═════ INFORMATION SHOWN ═════

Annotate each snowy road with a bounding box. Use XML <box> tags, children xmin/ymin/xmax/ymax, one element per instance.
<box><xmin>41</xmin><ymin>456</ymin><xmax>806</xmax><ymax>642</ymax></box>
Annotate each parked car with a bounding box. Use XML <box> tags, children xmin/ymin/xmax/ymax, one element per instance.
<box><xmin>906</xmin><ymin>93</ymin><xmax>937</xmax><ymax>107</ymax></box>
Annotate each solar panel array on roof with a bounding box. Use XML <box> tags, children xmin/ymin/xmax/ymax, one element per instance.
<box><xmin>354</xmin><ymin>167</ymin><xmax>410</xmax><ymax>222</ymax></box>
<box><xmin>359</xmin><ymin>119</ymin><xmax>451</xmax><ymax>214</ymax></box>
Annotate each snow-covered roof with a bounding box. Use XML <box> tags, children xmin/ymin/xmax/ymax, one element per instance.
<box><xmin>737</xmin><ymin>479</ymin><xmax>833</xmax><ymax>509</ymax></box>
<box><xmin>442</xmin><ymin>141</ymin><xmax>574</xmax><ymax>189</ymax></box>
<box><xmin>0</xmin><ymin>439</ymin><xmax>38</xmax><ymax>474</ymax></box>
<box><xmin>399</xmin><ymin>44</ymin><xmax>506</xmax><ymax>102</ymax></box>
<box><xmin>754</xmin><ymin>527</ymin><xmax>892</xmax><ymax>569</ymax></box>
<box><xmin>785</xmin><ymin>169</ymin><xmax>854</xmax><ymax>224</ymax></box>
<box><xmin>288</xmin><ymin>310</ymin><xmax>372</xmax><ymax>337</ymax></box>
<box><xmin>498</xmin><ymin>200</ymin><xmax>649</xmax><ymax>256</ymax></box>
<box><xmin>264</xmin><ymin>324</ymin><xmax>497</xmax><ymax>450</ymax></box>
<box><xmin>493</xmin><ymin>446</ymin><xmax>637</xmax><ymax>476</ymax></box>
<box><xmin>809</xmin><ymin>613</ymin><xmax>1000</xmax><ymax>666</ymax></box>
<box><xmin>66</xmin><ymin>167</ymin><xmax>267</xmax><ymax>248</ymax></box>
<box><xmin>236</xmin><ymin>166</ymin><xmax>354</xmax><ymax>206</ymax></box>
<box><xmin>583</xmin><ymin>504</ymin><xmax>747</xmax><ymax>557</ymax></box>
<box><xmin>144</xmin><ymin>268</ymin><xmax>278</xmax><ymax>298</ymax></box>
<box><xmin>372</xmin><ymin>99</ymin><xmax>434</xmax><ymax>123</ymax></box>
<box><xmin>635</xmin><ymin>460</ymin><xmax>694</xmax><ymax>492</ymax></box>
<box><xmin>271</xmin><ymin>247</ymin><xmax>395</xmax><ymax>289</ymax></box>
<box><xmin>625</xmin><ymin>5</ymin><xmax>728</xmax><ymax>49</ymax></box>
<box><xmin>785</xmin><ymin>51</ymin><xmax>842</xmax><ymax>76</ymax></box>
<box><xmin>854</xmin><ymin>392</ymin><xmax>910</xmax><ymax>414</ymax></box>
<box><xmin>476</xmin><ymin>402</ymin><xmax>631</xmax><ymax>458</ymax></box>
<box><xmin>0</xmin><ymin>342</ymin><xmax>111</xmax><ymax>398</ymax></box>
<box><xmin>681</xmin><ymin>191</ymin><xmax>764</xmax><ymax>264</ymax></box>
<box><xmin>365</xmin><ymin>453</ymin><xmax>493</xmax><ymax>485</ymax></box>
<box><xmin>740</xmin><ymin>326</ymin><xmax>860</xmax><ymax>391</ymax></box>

═════

__SHORT EXERCISE__: Locate every line in the listing above that contains the word "each", and copy all of those lines in full.

__THE OUTPUT__:
Annotate each snowy road with a bounding box. Use XML <box> tags, children xmin/ymin/xmax/ymax, one element per instance.
Annotate each parked car with a bounding box. Use XML <box> tags, children xmin/ymin/xmax/ymax, one element per instance.
Annotate each solar panel array on roof with a bounding box. Use XML <box> tags, children xmin/ymin/xmax/ymax, one element per instance.
Annotate each snow-covered roof with a bounding box. Use XML <box> tags, children xmin/ymin/xmax/ymax, one element per instance.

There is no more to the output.